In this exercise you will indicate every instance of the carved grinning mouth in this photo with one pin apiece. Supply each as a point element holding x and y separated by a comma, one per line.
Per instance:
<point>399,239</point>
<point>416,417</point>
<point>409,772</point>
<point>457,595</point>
++++
» What the exercise asks:
Your task is to set down all of the entries exactly as they appear.

» Result of the exercise:
In this exercise you will indicate every instance of the carved grinning mouth in this photo with one pin apiece. Supply each as a point element holding x and y separated by a comma, one per line.
Per instance:
<point>399,239</point>
<point>416,417</point>
<point>409,772</point>
<point>457,595</point>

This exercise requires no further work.